■ **Exercise description**: Whenever the word "groom" shows up in a line of the data, copy that line.

■ **Available data**:
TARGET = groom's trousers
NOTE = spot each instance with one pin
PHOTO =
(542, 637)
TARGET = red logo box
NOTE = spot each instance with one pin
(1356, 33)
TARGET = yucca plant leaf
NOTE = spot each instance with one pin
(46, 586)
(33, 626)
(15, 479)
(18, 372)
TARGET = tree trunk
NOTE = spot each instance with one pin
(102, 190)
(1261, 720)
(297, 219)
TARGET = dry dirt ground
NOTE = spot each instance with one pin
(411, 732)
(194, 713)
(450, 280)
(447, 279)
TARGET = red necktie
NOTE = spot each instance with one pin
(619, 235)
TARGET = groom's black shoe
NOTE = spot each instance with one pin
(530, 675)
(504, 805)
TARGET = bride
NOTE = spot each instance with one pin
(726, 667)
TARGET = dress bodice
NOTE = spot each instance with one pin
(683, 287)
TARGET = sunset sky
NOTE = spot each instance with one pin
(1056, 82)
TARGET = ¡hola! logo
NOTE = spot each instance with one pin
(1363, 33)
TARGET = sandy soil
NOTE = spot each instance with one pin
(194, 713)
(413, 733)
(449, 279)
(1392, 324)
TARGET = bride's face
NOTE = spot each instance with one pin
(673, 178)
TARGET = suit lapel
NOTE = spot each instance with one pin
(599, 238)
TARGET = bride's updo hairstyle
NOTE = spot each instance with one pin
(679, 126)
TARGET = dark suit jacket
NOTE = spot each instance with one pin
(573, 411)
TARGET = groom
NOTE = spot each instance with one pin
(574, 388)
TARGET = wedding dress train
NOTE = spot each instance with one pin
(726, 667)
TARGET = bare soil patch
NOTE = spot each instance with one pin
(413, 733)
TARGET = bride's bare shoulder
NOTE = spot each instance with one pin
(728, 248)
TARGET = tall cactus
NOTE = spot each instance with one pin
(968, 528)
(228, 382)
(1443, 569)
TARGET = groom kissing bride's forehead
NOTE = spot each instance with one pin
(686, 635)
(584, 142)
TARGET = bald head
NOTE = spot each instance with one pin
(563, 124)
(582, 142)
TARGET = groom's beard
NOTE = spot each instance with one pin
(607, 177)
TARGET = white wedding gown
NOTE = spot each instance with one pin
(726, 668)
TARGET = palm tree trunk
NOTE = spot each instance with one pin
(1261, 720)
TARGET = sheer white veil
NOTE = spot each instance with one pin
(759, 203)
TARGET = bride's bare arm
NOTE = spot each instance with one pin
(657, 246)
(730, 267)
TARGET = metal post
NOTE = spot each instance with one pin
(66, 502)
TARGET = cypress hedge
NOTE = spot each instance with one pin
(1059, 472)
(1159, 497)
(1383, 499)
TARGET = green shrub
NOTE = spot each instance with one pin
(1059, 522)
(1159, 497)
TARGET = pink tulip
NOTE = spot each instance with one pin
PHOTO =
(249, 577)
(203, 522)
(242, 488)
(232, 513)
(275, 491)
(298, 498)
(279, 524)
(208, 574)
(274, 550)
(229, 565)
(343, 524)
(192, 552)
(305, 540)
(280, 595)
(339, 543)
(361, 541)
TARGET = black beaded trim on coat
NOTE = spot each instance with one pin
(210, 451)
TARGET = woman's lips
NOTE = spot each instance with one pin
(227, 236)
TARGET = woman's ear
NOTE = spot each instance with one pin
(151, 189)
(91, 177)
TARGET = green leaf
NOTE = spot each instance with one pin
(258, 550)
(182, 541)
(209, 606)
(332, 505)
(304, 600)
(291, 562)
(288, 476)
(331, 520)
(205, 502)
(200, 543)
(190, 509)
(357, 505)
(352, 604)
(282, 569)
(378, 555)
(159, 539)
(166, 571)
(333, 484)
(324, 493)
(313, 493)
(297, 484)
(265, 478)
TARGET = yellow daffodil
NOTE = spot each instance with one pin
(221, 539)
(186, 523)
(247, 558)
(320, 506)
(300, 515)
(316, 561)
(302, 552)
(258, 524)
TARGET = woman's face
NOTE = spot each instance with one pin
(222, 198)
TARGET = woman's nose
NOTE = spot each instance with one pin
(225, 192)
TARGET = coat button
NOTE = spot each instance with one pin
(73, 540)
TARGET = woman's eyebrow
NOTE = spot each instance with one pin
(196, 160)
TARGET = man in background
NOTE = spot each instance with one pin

■ **Task output**:
TARGET = groom's trousers
TARGET = groom's black shoe
TARGET = groom
TARGET = groom kissing bride's forehead
TARGET = groom's beard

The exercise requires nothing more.